What the exercise asks —
Produce an exact copy of the lines from the line containing "Identify the position of each instance of the white" through the last line of the entries below, and only those lines.

Collection entries —

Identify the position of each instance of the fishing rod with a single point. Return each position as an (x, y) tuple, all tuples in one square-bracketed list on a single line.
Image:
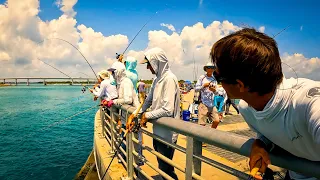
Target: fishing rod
[(77, 50), (119, 55), (55, 68)]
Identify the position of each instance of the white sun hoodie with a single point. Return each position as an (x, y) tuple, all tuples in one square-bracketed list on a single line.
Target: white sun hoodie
[(291, 119), (164, 96), (126, 91)]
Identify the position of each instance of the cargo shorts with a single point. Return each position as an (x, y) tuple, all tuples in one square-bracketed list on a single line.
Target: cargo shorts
[(205, 113)]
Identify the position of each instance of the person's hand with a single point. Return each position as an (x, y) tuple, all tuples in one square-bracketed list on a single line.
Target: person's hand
[(130, 123), (258, 153), (212, 88), (110, 103), (104, 102), (143, 121), (206, 85)]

Result for this exercise —
Identify the position of each instance of the white sun hoodie with a single point. Return each position as an (x, y) tuple, all tuples in one square-bracketed list on a single line.
Target: white sun hoodie
[(291, 119), (164, 96), (126, 91)]
Identify the position of each instance of the cargo shorts with a single point. Return each position as an (x, y) tuple, all tuples in one square-bracketed list on a single line.
Target: cargo shorts
[(205, 113)]
Identify the position of each instance of the person's hand with a single point. Return each position as an (x, y) tuple, all tuples in one square-bracketed list on a single line.
Target: person's hand
[(130, 123), (258, 153), (212, 88), (110, 103), (104, 102), (143, 121), (206, 85)]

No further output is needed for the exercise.